=== Record set ===
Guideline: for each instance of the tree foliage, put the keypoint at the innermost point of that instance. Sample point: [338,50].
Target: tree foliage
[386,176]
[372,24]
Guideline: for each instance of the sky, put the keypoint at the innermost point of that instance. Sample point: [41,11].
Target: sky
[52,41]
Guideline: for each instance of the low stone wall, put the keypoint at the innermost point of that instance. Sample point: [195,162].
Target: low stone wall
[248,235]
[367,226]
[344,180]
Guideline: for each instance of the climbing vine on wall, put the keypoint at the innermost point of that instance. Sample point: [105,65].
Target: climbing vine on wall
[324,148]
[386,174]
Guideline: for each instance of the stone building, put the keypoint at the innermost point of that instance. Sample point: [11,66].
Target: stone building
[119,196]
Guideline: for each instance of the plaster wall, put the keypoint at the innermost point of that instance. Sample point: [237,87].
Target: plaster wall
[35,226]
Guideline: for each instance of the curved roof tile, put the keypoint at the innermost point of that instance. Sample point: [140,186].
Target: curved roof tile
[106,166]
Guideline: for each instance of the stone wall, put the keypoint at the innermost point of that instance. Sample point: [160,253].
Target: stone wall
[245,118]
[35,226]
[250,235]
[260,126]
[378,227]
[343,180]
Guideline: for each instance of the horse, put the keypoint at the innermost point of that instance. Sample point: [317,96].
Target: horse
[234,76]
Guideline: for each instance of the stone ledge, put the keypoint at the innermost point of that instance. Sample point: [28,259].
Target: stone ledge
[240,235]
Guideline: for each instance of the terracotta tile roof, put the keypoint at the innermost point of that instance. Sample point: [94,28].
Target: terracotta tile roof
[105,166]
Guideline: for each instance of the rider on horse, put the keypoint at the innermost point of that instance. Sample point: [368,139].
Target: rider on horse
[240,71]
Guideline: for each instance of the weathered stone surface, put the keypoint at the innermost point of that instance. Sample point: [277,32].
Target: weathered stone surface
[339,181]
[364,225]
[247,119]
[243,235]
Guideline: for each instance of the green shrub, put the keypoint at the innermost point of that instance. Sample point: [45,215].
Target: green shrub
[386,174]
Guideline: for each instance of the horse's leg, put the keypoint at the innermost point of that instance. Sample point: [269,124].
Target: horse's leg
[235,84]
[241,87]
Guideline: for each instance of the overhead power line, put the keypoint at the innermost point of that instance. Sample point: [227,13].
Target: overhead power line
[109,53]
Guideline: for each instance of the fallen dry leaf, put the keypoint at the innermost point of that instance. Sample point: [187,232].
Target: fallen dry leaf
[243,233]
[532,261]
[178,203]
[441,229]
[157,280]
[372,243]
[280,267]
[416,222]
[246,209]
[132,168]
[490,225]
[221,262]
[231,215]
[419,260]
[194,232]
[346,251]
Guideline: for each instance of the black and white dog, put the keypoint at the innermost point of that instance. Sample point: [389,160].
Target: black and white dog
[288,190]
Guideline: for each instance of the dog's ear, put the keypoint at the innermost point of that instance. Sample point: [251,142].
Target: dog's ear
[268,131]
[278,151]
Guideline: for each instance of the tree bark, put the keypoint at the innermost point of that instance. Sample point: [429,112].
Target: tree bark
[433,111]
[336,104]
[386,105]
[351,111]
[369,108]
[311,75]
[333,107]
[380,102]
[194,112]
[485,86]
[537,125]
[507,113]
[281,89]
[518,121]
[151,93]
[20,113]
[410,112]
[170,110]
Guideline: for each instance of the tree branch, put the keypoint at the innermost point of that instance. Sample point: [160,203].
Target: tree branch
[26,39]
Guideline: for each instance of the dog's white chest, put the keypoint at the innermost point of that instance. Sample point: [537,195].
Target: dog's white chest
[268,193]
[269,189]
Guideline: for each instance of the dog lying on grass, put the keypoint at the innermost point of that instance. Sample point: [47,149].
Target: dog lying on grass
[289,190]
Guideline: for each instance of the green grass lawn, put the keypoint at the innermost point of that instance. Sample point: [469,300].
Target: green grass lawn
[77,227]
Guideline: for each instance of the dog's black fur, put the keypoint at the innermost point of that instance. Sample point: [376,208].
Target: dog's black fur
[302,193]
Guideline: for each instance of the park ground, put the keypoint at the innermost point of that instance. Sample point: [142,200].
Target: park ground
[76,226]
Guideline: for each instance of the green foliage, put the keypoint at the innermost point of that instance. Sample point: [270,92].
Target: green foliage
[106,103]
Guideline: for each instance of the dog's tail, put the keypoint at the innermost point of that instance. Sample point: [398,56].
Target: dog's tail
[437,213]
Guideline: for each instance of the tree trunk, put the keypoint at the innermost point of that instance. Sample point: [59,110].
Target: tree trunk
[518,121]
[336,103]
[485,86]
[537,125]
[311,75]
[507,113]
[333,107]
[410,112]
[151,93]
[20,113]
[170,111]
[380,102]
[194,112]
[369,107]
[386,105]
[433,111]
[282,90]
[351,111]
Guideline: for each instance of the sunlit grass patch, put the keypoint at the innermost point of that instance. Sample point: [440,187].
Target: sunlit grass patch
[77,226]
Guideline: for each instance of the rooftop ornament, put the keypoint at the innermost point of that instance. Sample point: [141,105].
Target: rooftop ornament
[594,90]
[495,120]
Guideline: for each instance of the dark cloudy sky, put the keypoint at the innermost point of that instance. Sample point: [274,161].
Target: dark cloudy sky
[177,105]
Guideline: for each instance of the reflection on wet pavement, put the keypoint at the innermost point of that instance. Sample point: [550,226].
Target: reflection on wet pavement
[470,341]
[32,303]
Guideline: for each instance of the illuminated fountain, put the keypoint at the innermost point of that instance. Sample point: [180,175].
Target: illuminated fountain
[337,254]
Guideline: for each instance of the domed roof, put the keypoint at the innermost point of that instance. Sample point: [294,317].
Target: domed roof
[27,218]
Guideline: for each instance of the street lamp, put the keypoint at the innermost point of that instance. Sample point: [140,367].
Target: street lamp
===
* _What needs to be done_: Copy out the full set of records precisely, leaving nothing out.

* _Task solution_:
Guideline: for each instance of the tree foliage, put the keypoint at the innermost point of that instance. Sample point: [338,50].
Target: tree foliage
[386,176]
[372,24]
Guideline: for each instance of the sky, put the keypoint at the innermost point of that instance. Sample point: [41,11].
Target: sky
[52,41]
Guideline: for each instance of the low stone wall, put the keypoint at the innermost point of that instance. Sample point: [195,162].
Target: low stone wall
[248,235]
[367,226]
[344,180]
Guideline: for each instance of the climbing vine on wall, put the keypoint at the innermost point of that instance. Sample point: [105,65].
Target: climbing vine on wall
[324,148]
[386,174]
Guideline: for each instance of the stone building, put the keypoint at the innermost point of that instance. Sample point: [11,66].
Target: stone building
[119,196]
Guideline: for each instance of the plaster wall, put the keypoint at the innermost point of that instance. Sample point: [237,87].
Target: plaster wall
[35,226]
Guideline: for each instance of the curved roof tile, put the keypoint at the innermost point of that instance. Sample point: [140,186].
Target: curved roof tile
[106,166]
Guideline: for each instance of the stone wall, put the keypoint at the innermost point of that instance. Sample point: [160,253].
Target: stone wall
[245,118]
[35,226]
[250,235]
[260,126]
[378,227]
[343,180]
Guideline: for each instance of the horse, put the keypoint at the innermost point of that instance. Sample point: [317,96].
Target: horse
[234,76]
Guideline: for each instance of the stone ledge, put the keypoint at the innermost point of that instance. Sample point: [28,259].
Target: stone ledge
[240,235]
Guideline: for each instance of the terracotta tile roof, put the keypoint at the innermost point of that instance. Sample point: [94,28].
Target: terracotta tile roof
[105,166]
Guideline: for each instance of the rider on horse, put the keypoint at the innermost point of that instance. Sample point: [368,139].
Target: rider on horse
[240,71]
Guideline: for each instance of the weathered stone surface, put the keypoint at the innermost point of that instance. Sample point: [277,32].
Target: weathered stone surface
[339,181]
[364,225]
[247,119]
[243,235]
Guideline: for each instance of the green shrub, put the keypoint at the innermost point of that instance. Sample point: [45,215].
Target: green shrub
[386,174]
Guideline: for each instance of the horse's leg, put the keypoint at the innermost point of that instance. Sample point: [269,124].
Target: horse's leg
[235,84]
[241,87]
Guideline: for each instance of the overhead power line, put the keypoint at the innermost point of that instance. Sample point: [227,13].
Target: overhead power line
[109,53]
Guideline: for each instance of the fallen dry leaf, put the keypoint at the innermost point of that instance. Sample point: [187,232].
Target: fallen dry leaf
[243,233]
[532,261]
[178,203]
[441,229]
[157,280]
[372,243]
[280,267]
[416,222]
[246,209]
[132,168]
[490,225]
[221,262]
[231,215]
[419,260]
[194,232]
[346,251]
Guideline: for each instance of the black and white dog, put the keypoint at the innermost point of that instance. Sample point: [389,160].
Target: black and white dog
[288,190]
Guideline: for each instance of the dog's ear, put the keypoint at the innermost point of that instance. Sample point: [251,142].
Target: dog's ear
[268,131]
[278,151]
Guideline: for each instance of the tree bark, put the keypoint at the innermost point of that instance. Sample point: [429,112].
Target: tree bark
[433,111]
[336,104]
[386,105]
[351,111]
[369,108]
[311,75]
[333,107]
[380,102]
[194,112]
[485,86]
[537,125]
[507,113]
[281,89]
[518,121]
[151,93]
[20,113]
[410,112]
[170,110]
Guideline: for each instance of the tree branch, put the keypoint at the innermost point of that instance. Sample point: [160,203].
Target: tree branch
[26,39]
Guideline: for each instance of the dog's white chest, put the keypoint at the innermost point of that instance. Sample point: [537,195].
Target: dog's white chest
[268,193]
[269,189]
Guideline: for each instance of the dog lying on grass, put the keypoint at the innermost point of that instance. Sample point: [47,149].
Target: dog lying on grass
[289,190]
Guideline: for each instance of the green grass lawn, put the keypoint at the innermost point of that instance. Sample point: [469,300].
Target: green grass lawn
[77,227]
Guideline: for each instance of the dog's black fur, put the keypoint at the innermost point of that instance. Sample point: [376,208].
Target: dog's black fur
[302,193]
Guideline: for each instance of the park ground, put the keypoint at the innermost point of that instance. Sample point: [142,200].
Target: park ground
[76,226]
Guideline: for each instance of the green foliage, put the keypoint at the innermost point of that instance. Sample point: [270,92].
Target: green foliage
[106,103]
Guideline: for each instance of the dog's tail, put the keypoint at the innermost point of that instance. Sample point: [398,56].
Target: dog's tail
[437,213]
Guideline: for each instance of the tree trunk, put the keypoint at the innermost point of that instance. Sample point: [59,110].
Target: tree trunk
[518,121]
[336,103]
[485,86]
[537,125]
[311,75]
[507,113]
[333,107]
[410,112]
[151,93]
[20,113]
[170,111]
[380,102]
[194,112]
[369,107]
[386,105]
[433,111]
[282,90]
[351,111]
Guideline: for each instance of the sunlit grass patch, put the keypoint at the innermost point of that instance. Sample point: [440,187].
Target: sunlit grass patch
[77,226]
Guideline: for each instance of the rooftop ornament, put the keypoint at the innermost point of that instance. Sample point: [141,105].
Target: rooftop ornament
[594,90]
[495,120]
Guideline: for each instance of the dark cloudy sky, put the keypoint at the innermost point of that instance. Sample point: [274,161].
Target: dark cloudy sky
[177,105]
Guideline: for each instance of the reflection on wet pavement, put the keypoint at the innermost point of that instance. Sample point: [550,226].
Target: reflection on wet pavement
[470,341]
[32,303]
Guideline: for each instance of the illuminated fountain, put the keypoint at the innermost point of that instance. Sample point: [180,175].
Target: illuminated fountain
[337,254]
Guideline: for each instance of the domed roof, put the keypoint at the innermost point of that instance. Sample point: [294,317].
Target: domed roof
[27,218]
Guideline: for each instance of the street lamp, put the keypoint at the innermost point of that instance. Sample point: [140,367].
Target: street lamp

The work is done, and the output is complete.